## Task description
Retype the data that follows line by line, exactly, and leave its pictures out.

Input data below:

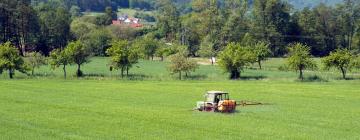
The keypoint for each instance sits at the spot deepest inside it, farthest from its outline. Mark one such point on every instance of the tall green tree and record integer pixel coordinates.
(340, 59)
(78, 54)
(300, 59)
(123, 56)
(11, 60)
(148, 46)
(59, 58)
(35, 60)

End of Input data.

## Result of the task
The keypoint for each instance sits at the spot deepest inside it, farthest from its outline. Mark one such point on every instance of the tall green tree and record integer pixel coordinates.
(340, 59)
(78, 54)
(300, 59)
(123, 56)
(11, 60)
(148, 46)
(59, 58)
(35, 60)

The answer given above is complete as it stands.